• Your objective:
Report the count of lines in the records that contain "wheel", without any added text.

Dataset records:
────

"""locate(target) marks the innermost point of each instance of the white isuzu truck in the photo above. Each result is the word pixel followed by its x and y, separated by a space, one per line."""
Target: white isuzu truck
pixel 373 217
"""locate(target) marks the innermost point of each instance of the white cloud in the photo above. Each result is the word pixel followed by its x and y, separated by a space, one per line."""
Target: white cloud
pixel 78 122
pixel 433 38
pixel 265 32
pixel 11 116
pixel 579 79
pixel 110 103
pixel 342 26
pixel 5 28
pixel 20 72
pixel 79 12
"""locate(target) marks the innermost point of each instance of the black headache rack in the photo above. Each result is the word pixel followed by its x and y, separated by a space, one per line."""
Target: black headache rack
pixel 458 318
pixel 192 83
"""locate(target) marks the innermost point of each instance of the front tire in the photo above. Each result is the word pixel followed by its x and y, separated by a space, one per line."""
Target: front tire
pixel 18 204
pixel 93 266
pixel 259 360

────

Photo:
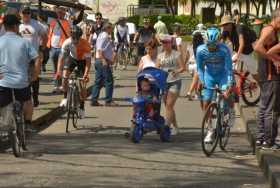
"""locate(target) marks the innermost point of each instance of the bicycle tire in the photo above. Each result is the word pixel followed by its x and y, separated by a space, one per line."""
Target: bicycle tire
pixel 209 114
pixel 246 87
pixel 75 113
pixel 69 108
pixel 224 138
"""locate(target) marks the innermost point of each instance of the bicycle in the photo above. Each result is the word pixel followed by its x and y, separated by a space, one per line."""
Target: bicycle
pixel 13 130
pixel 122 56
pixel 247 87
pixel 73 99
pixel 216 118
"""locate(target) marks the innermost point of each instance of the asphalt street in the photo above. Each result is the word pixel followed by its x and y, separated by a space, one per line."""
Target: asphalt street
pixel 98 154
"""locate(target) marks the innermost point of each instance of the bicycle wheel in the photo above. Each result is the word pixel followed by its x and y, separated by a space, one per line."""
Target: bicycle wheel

────

• Exercise result:
2